═══ Task material ═══
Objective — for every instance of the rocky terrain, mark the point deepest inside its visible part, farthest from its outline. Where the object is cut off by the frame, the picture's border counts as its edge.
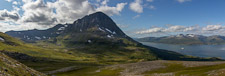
(10, 67)
(188, 39)
(91, 46)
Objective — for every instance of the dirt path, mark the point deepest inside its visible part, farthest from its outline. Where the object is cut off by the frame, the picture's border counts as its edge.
(62, 70)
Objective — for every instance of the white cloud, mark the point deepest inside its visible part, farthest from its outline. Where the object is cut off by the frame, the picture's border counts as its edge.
(9, 15)
(15, 3)
(41, 15)
(152, 7)
(151, 30)
(182, 1)
(136, 6)
(9, 0)
(213, 27)
(169, 29)
(137, 16)
(149, 0)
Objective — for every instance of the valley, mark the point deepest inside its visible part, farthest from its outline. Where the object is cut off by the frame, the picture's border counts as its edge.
(95, 46)
(188, 39)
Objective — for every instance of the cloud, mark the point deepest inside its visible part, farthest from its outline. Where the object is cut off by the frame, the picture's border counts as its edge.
(42, 14)
(137, 16)
(112, 10)
(182, 1)
(9, 15)
(213, 28)
(15, 3)
(180, 29)
(152, 7)
(136, 6)
(152, 30)
(38, 12)
(169, 29)
(9, 0)
(149, 0)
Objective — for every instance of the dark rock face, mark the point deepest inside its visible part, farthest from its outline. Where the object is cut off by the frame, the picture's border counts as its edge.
(188, 39)
(98, 23)
(19, 56)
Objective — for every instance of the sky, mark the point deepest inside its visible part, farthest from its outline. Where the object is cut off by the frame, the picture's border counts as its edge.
(137, 18)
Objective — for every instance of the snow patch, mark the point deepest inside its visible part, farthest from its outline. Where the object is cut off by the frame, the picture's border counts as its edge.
(61, 28)
(101, 29)
(114, 32)
(57, 32)
(108, 30)
(65, 25)
(89, 41)
(1, 39)
(44, 37)
(39, 38)
(191, 35)
(109, 36)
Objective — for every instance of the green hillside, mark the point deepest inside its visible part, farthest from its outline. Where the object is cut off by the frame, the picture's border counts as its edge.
(10, 67)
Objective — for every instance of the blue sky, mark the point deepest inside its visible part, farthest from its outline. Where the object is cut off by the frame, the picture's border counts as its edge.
(148, 18)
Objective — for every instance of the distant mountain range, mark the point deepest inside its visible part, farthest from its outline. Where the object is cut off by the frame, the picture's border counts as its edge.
(97, 38)
(89, 42)
(187, 39)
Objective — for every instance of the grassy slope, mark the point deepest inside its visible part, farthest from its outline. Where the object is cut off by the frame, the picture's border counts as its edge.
(153, 68)
(10, 67)
(14, 45)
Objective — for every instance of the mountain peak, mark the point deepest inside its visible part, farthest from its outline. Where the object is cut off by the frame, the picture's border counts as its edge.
(96, 24)
(97, 20)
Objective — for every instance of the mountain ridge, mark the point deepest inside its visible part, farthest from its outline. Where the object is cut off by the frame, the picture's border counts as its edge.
(187, 39)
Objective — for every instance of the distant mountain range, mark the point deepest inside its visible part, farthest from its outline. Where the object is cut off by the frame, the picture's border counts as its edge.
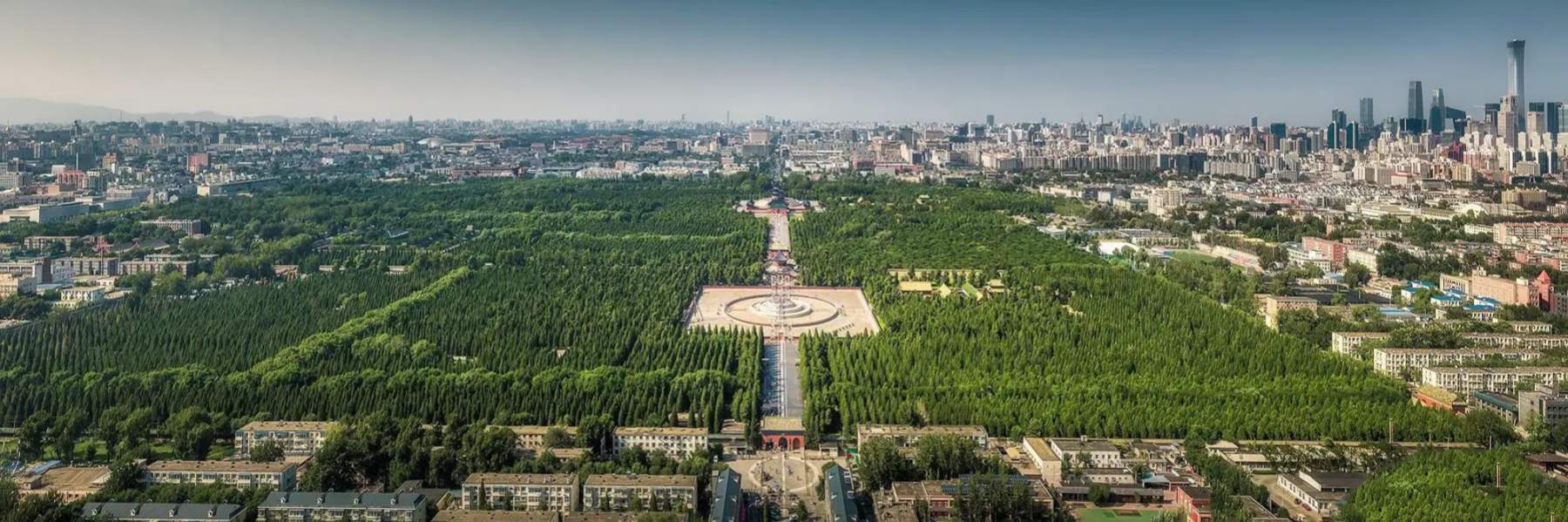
(27, 110)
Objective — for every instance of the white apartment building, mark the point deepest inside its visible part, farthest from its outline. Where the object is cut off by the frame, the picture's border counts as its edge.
(519, 491)
(294, 436)
(673, 441)
(237, 474)
(1465, 382)
(656, 492)
(1393, 361)
(1101, 453)
(1348, 342)
(909, 436)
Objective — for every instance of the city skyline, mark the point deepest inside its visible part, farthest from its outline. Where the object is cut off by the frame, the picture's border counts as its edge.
(889, 62)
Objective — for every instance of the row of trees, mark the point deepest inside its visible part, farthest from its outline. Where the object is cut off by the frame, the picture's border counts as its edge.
(554, 300)
(1460, 485)
(1074, 347)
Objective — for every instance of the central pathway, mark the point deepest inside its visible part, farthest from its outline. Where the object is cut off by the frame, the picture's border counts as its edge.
(781, 394)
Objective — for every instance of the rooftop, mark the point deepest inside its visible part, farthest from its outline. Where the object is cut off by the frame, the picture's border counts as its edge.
(496, 516)
(333, 500)
(160, 512)
(642, 480)
(289, 425)
(220, 466)
(521, 478)
(660, 431)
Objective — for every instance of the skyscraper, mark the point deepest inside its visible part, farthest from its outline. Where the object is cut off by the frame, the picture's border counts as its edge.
(1517, 70)
(1415, 109)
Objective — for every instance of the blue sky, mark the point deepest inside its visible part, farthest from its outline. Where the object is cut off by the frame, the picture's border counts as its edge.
(1197, 62)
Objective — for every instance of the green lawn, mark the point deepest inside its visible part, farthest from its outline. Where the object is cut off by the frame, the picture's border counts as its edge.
(1193, 256)
(160, 451)
(1109, 514)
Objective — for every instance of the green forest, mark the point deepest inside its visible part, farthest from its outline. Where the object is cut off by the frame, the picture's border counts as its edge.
(538, 302)
(1074, 345)
(1470, 485)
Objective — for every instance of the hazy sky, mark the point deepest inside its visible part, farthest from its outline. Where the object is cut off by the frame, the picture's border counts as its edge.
(1200, 62)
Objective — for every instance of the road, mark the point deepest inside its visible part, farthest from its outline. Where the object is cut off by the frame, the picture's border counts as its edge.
(781, 396)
═══
Exercise goal:
Please quote every line of the records above word for word, leaving out the pictures.

Exercise response:
Objective — for every instance of the rocky terrain, mark the point deepest inside its visible part, farthest from its outline. Where the object is cut off by the frame, the picture's border counts as its edge.
(10, 67)
(188, 39)
(91, 46)
Objective — for every instance of the dirt path, mark the point deepest inside its visible part, farthest from its outline. Where the object is cut off by the frame, the picture's border counts as its edge.
(62, 70)
Objective — for every instance of the white cloud, mark the point deepest inside its visible part, farthest from its outline. Where the object is cut off by the frame, the picture's border counts as its edge.
(9, 15)
(15, 3)
(41, 15)
(152, 7)
(151, 30)
(182, 1)
(136, 6)
(9, 0)
(213, 27)
(169, 29)
(137, 16)
(149, 0)
Objective — for every instance of the valley, mark the point deepest inside its visible part, farthest from its outline. Where the object is cut off by the frame, the picture's border counts as its edge.
(95, 46)
(188, 39)
Objective — for every instance of the cloud, mark the point deepest inside its visible part, farthest from its outline. Where the object is cut off by the frame, the picture's border counts as its edge.
(42, 14)
(137, 16)
(112, 10)
(182, 1)
(9, 15)
(213, 28)
(15, 3)
(180, 29)
(152, 7)
(136, 6)
(152, 30)
(38, 12)
(169, 29)
(9, 0)
(149, 0)
Objective — for every instance of the dark rock face, mark the point deepest inside its visible part, farthest from its outline. Where the object is cut off by the frame, the picture's border counts as its edge.
(188, 39)
(98, 23)
(19, 56)
Objective — for every instance of the sky, mark the point deepest inside its visible part, farthest from its outline. Where the object is cut off by the frame, the picture's border counts as its edge.
(137, 18)
Objective — for every instance of the snow patch, mark the point deepest inside its visible part, farthest from its outline. Where the object is cut off by the frame, the picture's border counts as its edge.
(61, 28)
(101, 29)
(114, 32)
(57, 32)
(108, 30)
(65, 25)
(89, 41)
(1, 39)
(44, 37)
(39, 38)
(191, 35)
(109, 36)
Objective — for every instance of the green hillside, mark the point deepest inside its visible part, farthest from its outline. Where the object is cut off by the frame, the picture's border counts as its edge.
(10, 67)
Objective — for every instance of the blue sky, mark the point deepest inside its visible part, farthest from its outline. Where the object is cut off by the frame, the picture's border counts as its edge.
(148, 18)
Objective — for every instance of the distant mountain range, mark the point deepest inside its visible part, farthest from its outline. Where the object is cut off by the frame, the picture's border counts as its edge.
(97, 38)
(89, 42)
(187, 39)
Objective — for every instance of the grassy slope, mark the point deepest inside its visible part, farthest from its outline. Where the object is cut off by the frame, the picture's border counts as its edge.
(153, 68)
(10, 67)
(14, 45)
Objective — for every instance of the mountain peak, mark the point deepest inside its visible part, farthest from its outline. Where the object is cut off by the frame, the picture's border counts as its edge.
(96, 24)
(97, 20)
Objective — for every instance of the mountain ridge, mark the point deepest inside its visible part, farthest from its outline. Where the object is cut off by the frame, the picture's border counts as its edge.
(187, 39)
Objective — for every instance of the distant mountain range, mark the point deepest inside its visible part, farthest from its outline. Where the object is cut off by the frame, the picture's border counts as its edge.
(27, 110)
Objective — for every instance of the white apartment building, mark the point deepest inside its visible part, farthest from its outline. Where the object is cut off by the frame, the picture's border counts as its edge.
(519, 491)
(294, 436)
(673, 441)
(237, 474)
(1465, 382)
(656, 492)
(1393, 361)
(1101, 453)
(1348, 342)
(909, 436)
Objective — for every instance of the city skyline, mark the point deepest inside its visible part, farthest from its outline. Where the object is cut off by the frame, the picture's border counts as its edge.
(889, 62)
Objective — for every instance of the row of trees, mark the point deepest inside its visible part, farthest from its outline. Where the object is cut off by the frame, the picture's border counts as its edge.
(554, 300)
(1460, 485)
(1074, 347)
Objective — for every instance of the central pathway, mark the point deepest inside its visible part, farthest from its outline. Where the object is cut off by the frame, the picture's border counts as its edge.
(781, 394)
Objective — for every instance of the rooftop, mark the point deepest inside its visible part, farthest from its outline. Where the object is cut off by the frame, the picture's border counts as its edge.
(496, 516)
(333, 500)
(160, 512)
(642, 480)
(289, 425)
(220, 466)
(521, 478)
(660, 431)
Objective — for every instance of the skyscraper, mark the point deepest inside its visible part, farthest from its outline. Where the object is cut off by the frame, the picture's border counts as its edge.
(1517, 70)
(1415, 109)
Objective — for every instance of the blue sky, mark the point deepest inside its visible part, farthest from its outline. Where the object is cut off by the frame, the picture's border counts as its edge.
(1197, 62)
Objective — for every instance of the green lawn, mark the point deepest inside its visible part, farthest from its outline. Where the object is cut off by the frame, the picture's border counts as its edge.
(1193, 256)
(160, 451)
(1109, 514)
Objective — for every instance of the green forest, mark the point deepest inside its visible part, farthest from its outline. Where the object is cut off by the frame, the picture's border counts as its edge.
(538, 302)
(1074, 345)
(1470, 485)
Objective — for every instance of the hazy sky, mark the point deepest inside its visible part, farthest from its outline. Where the object is cut off by the frame, the picture's border counts as its edge.
(1200, 62)
Objective — for every instance of the road, mark the point deepest inside its visible part, farthest from its outline. Where the object is cut off by the frame, the picture's border counts as its edge.
(781, 396)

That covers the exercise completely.